● **MATERIAL FOR THIS TASK**:

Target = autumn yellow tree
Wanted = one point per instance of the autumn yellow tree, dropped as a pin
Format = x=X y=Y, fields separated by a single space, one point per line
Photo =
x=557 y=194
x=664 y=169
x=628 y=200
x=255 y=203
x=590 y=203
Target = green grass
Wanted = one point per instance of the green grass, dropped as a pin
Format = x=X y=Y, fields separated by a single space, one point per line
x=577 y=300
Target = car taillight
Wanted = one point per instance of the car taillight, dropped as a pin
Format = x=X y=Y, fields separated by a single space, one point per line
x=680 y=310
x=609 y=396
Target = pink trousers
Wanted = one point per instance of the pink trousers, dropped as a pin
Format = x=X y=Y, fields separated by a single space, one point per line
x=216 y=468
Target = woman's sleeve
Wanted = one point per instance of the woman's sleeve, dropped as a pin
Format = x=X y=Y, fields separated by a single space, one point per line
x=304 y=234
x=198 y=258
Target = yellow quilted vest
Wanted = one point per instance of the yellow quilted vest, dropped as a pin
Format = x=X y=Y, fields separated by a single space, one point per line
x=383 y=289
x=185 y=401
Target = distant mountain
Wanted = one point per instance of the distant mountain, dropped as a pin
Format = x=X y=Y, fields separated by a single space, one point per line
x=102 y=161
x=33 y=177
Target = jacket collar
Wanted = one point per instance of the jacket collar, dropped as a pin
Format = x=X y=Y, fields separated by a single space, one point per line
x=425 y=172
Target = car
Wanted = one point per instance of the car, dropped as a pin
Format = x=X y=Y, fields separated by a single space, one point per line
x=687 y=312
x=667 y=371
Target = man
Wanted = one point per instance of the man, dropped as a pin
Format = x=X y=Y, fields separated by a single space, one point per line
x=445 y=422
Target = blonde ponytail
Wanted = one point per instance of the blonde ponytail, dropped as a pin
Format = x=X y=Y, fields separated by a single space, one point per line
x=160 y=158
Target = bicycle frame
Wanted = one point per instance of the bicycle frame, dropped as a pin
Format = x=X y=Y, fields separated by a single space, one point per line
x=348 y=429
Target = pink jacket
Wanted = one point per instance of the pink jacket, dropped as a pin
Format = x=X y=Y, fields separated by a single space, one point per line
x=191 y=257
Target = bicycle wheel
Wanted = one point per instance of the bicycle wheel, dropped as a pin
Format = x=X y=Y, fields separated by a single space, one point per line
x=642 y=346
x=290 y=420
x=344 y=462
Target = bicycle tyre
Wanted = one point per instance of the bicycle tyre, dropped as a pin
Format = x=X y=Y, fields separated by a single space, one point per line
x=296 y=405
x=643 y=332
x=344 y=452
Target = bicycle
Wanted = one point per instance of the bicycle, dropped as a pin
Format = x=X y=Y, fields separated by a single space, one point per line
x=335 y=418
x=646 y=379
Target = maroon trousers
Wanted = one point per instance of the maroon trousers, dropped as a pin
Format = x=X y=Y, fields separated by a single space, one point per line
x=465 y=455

● **PROBLEM REQUIREMENTS**: Transcribe all of the lines above verbatim, preserving every character, space, and line break.

● **EXERCISE RESULT**:
Target = autumn yellow tree
Wanted = one point per instance of the autumn yellow tree, dropped as a pin
Format = x=X y=Y, fields separated by a single space, one point per line
Photo =
x=557 y=194
x=664 y=169
x=628 y=200
x=255 y=203
x=590 y=203
Target = green grass
Wanted = one point per instance of the green grass, dropped as a pin
Format = x=X y=Y, fields separated by a single space, one point per line
x=577 y=300
Target = car taillight
Wanted = one point per instance of the car taillight, dropped as a pin
Format = x=X y=Y, fields separated by a single space, one point per line
x=680 y=310
x=609 y=396
Target = pink trousers
Wanted = one point per instance of the pink trousers, dropped as a pin
Format = x=X y=Y, fields separated by a single space, one point per line
x=216 y=468
Target = woman's sleeve
Wanted = one point per instance of the woman's sleeve, dropped as a pin
Format = x=X y=Y, fields separated by a single space, one point per line
x=304 y=234
x=198 y=258
Target = yellow quilted vest
Wanted = one point per instance of the yellow quilted vest, dropped as a pin
Format = x=X y=Y, fields separated by a single space, one point per line
x=383 y=289
x=185 y=401
Target = distant mountain
Wanted = one point per instance of the distant mountain, dropped as a pin
Format = x=X y=Y, fields separated by a single space, one point per line
x=102 y=161
x=33 y=177
Target = jacket collar
Wanted = one point per instance of the jacket collar, dropped as a pin
Format = x=X y=Y, fields separated by a single space, one point per line
x=425 y=172
Target = car
Wanted = one point per instance of the car, dropped as a pin
Format = x=X y=Y, fields separated by a single space, one point per line
x=687 y=312
x=667 y=371
Target = man
Wanted = one point per instance of the man, dropped as a pin
Format = x=X y=Y, fields separated by a single space, one point per line
x=445 y=422
Target = blonde ponytail
Wanted = one point per instance of the blonde ponytail, dropped as a pin
Format = x=X y=Y, fields separated by a single space, one point per line
x=160 y=158
Target = bicycle frame
Wanted = one point per instance of the bicycle frame, dropped as a pin
Format = x=X y=Y, fields separated by a single space, one point per line
x=348 y=429
Target = pink jacket
Wanted = one point per instance of the pink jacket, dropped as a pin
Format = x=X y=Y, fields separated by a single space, one point per line
x=191 y=257
Target = bicycle wheel
Wanted = one point per instance of the bicycle wheel, dropped as a pin
Format = x=X y=Y, fields separated by a single space, one point per line
x=642 y=346
x=290 y=420
x=344 y=462
Target = bicycle tyre
Wanted = one point per instance of the bicycle tyre, dropped as a pin
Format = x=X y=Y, fields separated by a single space, one point per line
x=296 y=405
x=643 y=332
x=344 y=452
Target = bicycle
Wanted = one point per instance of the bicycle, dropped as a pin
Format = x=X y=Y, fields separated by a single space, one point per line
x=335 y=418
x=646 y=379
Target = maroon trousers
Wanted = one point per instance of the maroon trousers, dropped as a pin
Format = x=X y=Y, fields separated by a single space, one point per line
x=465 y=455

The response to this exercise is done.